Texte à lire:
Mais lorsqu’on s’approche et qu’on les voit sortir de l’eau, on a l’impression que quelqu’un a pressé la touche ralenti. Après leur numéro d'équilibriste, ils quittent les vagues en portant leur planche le long du bassin, avant de la poser sur le sable sans bruit. D’un geste sûr, ils se saisissent de la lanière leur permettant d’ouvrir la fermeture éclair dorsale, puis retirent une manche, l’autre, et font glisser la partie supérieure du vêtement le long de leurs jambes, découvrant un torse sculpté par l’effort, cuivré par le soleil et tatoué par un professionnel. Ils sont cool. Eve et Michèle, comment dire ? Ce n’est pas le moment de leur adresser la parole.
Une fois leur corps libéré de sa gangue de latex, ils entament leur parade sur la plage. Et là, c’est total Bondi… Ils vont et viennent le long de la rive, tournant lentement la tête à droite et à gauche, genre « qu’est-ce qui se passe, bien ou bien ? ». Ils soulèvent une paupière et échangent leurs impressions au sujet de leur dernier rouleau. En retrait de la plage, une petite installation de gym en plein air les montre à l’ouvrage autrement : ils font des pompes, soulèvent de la fonte, travaillent sur une barre. Ils sont cool, mais en les observant bien, on les voit se toiser, discrètement, lorsqu’ils passent d’un agrès à l’autre. Bondi, c’est une compétition des corps. Un tournoi sans fin, duquel certains sortent avec un corps aux proportions idéales, d’autres avec un corps gonflé aux proportions ridicules. Bondi, c’est ce que la nation répond à la statistique suivante : l’Australie est le deuxième pays le plus obèse sur la planète. Les pectoraux contre la bouée, la tablette de chocolat contre le chocolat en tablettes. Un peu plus haut, sur le remblai, le Mc Donald’s, à l’affût derrière sa longue vitrine, guette ses proies. Entrera, entrera pas ?

Données fournies:

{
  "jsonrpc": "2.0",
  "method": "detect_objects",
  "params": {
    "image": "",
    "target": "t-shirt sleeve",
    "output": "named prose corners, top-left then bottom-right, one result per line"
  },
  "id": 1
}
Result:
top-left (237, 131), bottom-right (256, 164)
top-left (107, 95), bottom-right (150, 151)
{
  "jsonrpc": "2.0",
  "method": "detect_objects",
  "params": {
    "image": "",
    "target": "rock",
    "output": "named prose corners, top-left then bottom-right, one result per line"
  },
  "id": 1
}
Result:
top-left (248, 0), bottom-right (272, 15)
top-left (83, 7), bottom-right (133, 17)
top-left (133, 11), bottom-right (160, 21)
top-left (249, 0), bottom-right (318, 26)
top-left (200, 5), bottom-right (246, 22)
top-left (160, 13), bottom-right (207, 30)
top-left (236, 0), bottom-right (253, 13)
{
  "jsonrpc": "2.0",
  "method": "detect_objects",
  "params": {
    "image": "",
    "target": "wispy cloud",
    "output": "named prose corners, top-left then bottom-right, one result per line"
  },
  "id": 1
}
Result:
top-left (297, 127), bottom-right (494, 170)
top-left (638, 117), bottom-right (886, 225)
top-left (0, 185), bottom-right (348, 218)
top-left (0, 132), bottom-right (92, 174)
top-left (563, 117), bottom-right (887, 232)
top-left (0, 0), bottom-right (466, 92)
==
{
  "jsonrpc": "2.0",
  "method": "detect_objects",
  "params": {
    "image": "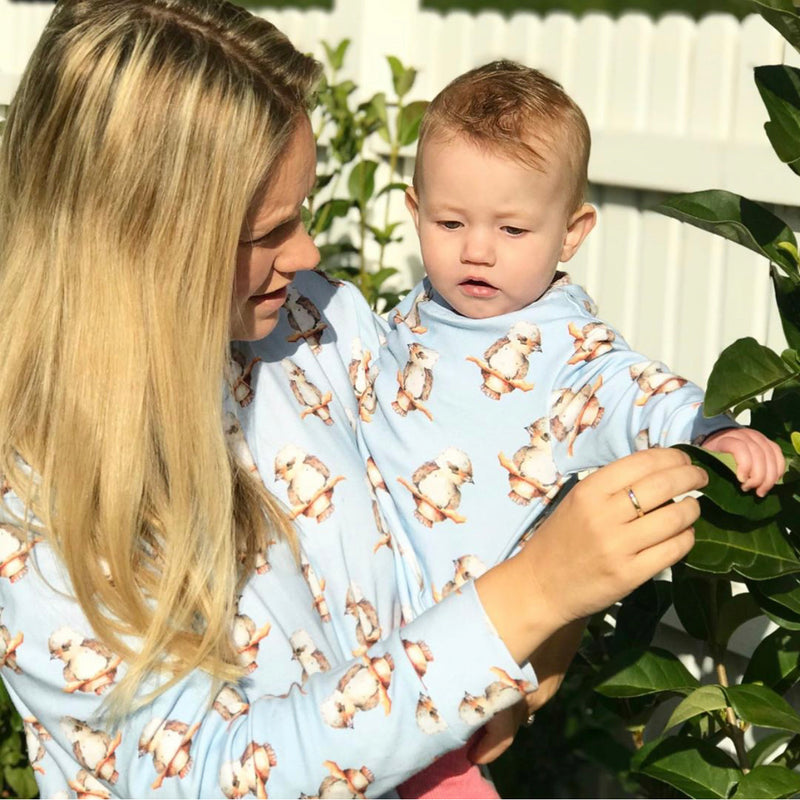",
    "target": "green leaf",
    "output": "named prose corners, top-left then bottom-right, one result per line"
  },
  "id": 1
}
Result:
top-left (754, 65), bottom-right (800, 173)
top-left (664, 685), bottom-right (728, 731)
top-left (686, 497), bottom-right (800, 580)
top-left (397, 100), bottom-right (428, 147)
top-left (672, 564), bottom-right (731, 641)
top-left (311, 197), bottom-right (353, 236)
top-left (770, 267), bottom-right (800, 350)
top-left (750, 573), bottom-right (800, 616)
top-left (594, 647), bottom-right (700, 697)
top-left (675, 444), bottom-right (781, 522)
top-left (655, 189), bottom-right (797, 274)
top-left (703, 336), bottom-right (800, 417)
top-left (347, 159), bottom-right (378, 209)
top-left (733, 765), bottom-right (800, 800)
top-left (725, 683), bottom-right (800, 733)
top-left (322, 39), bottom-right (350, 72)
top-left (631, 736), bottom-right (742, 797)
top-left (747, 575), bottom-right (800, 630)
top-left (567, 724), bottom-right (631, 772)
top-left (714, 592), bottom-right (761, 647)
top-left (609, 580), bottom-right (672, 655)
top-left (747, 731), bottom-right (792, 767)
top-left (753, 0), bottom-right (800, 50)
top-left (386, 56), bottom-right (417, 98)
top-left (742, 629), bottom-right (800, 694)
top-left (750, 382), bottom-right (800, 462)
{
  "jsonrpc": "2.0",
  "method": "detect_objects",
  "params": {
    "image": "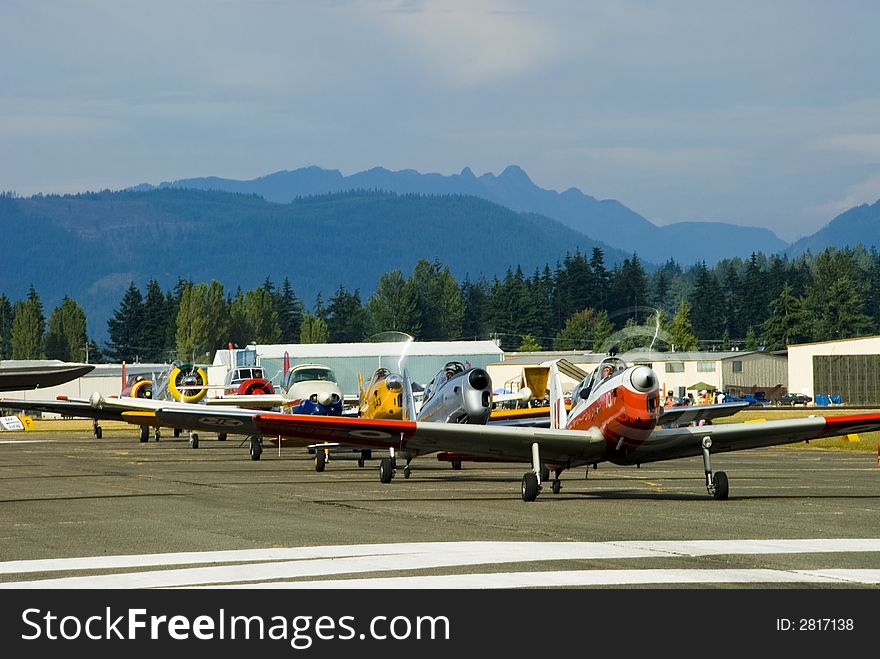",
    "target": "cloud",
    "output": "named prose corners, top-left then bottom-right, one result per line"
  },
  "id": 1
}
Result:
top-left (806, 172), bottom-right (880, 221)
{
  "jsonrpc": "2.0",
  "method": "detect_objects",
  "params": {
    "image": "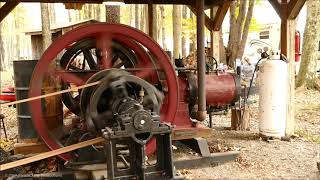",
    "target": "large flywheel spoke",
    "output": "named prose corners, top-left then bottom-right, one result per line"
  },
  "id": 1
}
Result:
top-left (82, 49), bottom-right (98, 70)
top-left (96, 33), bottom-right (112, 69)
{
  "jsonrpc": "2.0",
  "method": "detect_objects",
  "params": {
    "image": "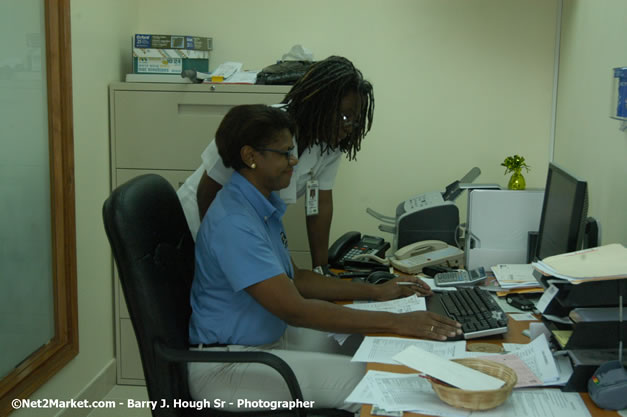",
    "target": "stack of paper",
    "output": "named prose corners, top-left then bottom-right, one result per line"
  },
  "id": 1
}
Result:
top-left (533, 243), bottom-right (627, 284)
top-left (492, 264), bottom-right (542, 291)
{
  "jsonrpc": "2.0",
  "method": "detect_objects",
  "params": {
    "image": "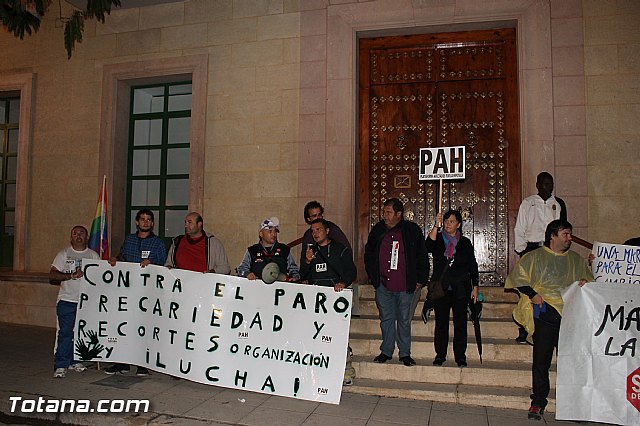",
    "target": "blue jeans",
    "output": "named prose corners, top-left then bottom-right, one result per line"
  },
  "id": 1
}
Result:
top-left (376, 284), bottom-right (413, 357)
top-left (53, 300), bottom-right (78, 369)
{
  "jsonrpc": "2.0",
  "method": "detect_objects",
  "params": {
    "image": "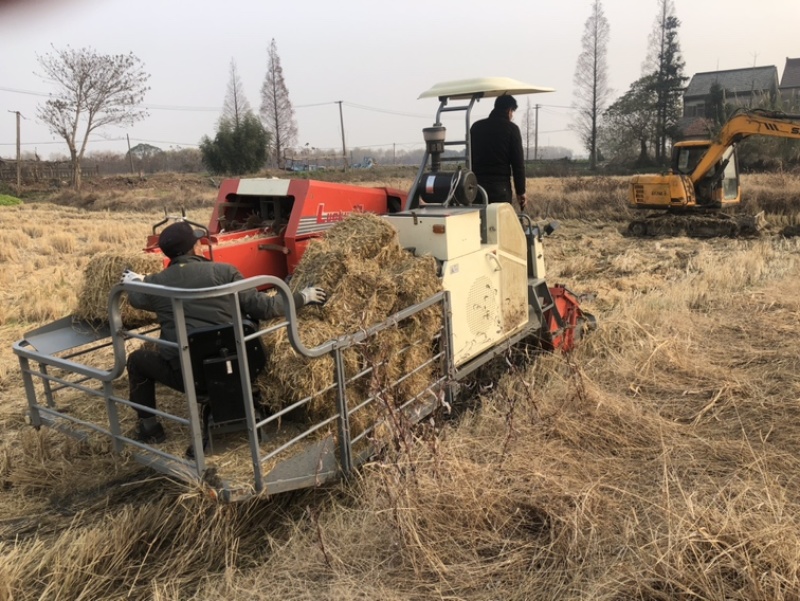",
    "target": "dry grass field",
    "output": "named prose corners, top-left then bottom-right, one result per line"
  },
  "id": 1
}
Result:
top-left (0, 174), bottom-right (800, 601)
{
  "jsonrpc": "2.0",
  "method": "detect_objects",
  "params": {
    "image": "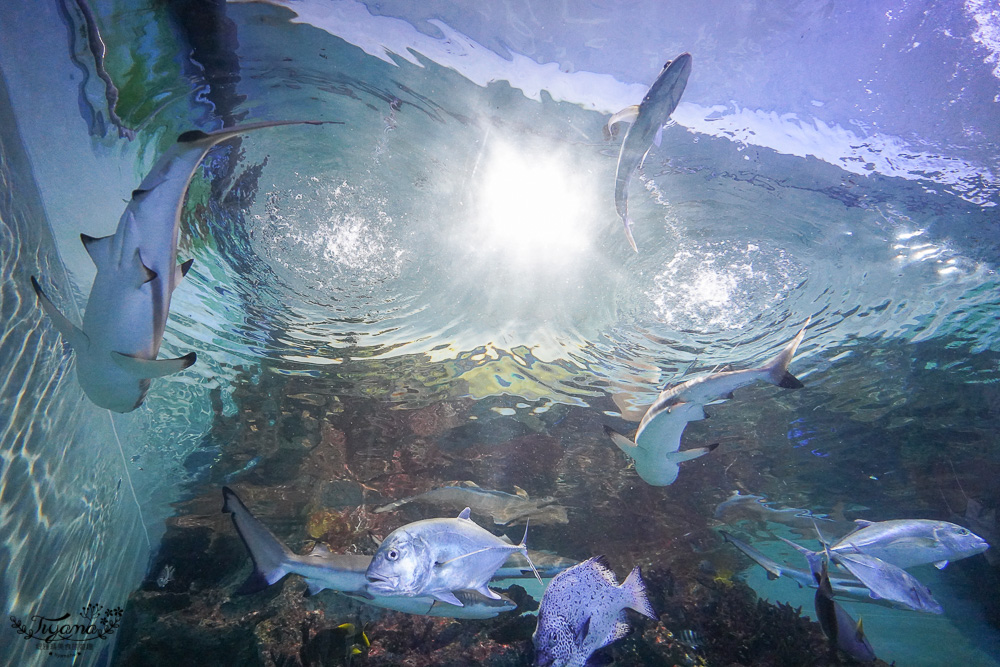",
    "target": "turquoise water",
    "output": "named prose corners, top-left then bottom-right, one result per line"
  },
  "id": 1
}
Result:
---
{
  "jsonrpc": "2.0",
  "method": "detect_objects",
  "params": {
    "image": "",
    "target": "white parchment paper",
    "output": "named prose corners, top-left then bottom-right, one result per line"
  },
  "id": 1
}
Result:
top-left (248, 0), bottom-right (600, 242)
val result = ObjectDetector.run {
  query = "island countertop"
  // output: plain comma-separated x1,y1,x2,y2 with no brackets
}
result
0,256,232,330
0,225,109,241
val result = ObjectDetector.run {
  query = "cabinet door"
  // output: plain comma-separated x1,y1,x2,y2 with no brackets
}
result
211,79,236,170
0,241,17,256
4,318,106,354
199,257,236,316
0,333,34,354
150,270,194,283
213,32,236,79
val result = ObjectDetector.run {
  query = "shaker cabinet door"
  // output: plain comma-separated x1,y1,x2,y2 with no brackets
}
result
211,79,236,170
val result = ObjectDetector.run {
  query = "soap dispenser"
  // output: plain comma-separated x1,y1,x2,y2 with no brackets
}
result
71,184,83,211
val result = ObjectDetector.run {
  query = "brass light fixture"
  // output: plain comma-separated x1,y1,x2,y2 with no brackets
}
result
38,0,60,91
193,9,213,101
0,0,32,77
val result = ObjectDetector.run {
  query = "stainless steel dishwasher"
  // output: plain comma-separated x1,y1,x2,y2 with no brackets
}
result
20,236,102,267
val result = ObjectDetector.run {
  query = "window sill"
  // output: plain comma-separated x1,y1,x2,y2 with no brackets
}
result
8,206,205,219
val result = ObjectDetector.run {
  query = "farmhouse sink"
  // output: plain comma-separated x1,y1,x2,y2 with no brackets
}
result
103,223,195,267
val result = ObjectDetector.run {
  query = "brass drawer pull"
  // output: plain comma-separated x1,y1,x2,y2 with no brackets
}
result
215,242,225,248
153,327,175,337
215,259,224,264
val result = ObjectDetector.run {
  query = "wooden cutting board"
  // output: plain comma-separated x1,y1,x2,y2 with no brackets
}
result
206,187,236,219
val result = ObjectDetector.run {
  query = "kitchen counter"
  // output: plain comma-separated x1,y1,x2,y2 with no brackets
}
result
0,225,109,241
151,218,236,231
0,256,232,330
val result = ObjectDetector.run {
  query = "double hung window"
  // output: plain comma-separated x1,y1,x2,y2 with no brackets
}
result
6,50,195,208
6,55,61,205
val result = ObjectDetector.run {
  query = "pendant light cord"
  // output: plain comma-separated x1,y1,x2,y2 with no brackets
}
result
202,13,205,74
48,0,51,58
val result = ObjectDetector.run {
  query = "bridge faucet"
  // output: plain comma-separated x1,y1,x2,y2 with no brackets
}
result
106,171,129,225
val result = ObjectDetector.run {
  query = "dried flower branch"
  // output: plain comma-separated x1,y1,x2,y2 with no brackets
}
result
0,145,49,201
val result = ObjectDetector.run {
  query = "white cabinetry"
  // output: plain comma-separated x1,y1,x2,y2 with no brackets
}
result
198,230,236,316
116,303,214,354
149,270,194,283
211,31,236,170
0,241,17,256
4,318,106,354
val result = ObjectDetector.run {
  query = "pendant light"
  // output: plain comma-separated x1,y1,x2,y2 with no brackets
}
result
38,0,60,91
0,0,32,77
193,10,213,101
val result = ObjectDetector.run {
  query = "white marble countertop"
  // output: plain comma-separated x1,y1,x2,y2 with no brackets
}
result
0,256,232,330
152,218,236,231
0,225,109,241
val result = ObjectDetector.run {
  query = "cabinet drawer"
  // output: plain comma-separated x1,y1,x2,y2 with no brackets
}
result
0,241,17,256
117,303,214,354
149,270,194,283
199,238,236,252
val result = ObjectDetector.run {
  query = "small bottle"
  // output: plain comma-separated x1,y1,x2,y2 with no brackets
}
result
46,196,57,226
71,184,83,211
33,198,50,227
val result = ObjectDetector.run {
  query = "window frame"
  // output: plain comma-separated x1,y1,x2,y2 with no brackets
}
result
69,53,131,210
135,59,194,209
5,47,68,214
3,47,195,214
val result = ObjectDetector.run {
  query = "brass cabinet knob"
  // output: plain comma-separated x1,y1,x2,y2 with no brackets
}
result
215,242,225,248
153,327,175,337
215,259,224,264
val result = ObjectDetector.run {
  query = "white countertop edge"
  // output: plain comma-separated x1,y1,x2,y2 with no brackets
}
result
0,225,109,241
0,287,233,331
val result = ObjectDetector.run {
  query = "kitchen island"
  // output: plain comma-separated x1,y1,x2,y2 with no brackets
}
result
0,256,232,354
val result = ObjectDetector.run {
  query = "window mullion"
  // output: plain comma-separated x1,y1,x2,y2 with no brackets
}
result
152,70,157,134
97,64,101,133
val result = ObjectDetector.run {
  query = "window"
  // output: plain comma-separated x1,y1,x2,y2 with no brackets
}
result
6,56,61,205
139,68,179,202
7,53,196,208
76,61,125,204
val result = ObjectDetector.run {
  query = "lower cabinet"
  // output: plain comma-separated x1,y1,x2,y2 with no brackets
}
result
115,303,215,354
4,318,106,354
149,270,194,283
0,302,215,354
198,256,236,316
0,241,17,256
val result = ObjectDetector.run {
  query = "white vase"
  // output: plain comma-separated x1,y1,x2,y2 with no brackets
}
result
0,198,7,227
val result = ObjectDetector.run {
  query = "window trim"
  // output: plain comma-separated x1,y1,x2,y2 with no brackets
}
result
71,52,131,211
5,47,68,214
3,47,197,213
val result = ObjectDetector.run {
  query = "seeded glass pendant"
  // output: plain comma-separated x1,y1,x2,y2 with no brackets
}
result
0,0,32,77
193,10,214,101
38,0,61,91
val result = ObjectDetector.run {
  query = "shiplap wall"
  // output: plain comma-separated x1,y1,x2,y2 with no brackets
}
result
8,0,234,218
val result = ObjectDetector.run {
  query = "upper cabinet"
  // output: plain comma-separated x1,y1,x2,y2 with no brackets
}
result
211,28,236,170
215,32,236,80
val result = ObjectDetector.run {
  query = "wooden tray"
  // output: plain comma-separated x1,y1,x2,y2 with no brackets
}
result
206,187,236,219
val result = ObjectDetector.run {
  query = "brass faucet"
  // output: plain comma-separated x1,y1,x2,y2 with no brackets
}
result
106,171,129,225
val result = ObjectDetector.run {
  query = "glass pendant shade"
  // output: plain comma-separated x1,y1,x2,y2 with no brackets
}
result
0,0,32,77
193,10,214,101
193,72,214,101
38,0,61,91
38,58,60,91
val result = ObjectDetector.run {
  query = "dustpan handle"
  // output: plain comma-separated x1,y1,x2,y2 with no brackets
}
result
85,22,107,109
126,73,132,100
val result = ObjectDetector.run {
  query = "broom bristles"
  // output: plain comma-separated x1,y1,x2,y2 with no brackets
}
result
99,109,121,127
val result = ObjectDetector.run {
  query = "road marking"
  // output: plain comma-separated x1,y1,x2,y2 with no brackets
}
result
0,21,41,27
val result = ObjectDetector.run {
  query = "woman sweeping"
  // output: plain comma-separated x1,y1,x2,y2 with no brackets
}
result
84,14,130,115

Consigne:
Extrayez du texte sur les surfeurs de Bondi le passage qui va de « Mais lorsqu’on s’approche » jusqu'à « adresser la parole. », sans rien y changer.

Résultat attendu:
Mais lorsqu’on s’approche et qu’on les voit sortir de l’eau, on a l’impression que quelqu’un a pressé la touche ralenti. Après leur numéro d'équilibriste, ils quittent les vagues en portant leur planche le long du bassin, avant de la poser sur le sable sans bruit. D’un geste sûr, ils se saisissent de la lanière leur permettant d’ouvrir la fermeture éclair dorsale, puis retirent une manche, l’autre, et font glisser la partie supérieure du vêtement le long de leurs jambes, découvrant un torse sculpté par l’effort, cuivré par le soleil et tatoué par un professionnel. Ils sont cool. Eve et Michèle, comment dire ? Ce n’est pas le moment de leur adresser la parole.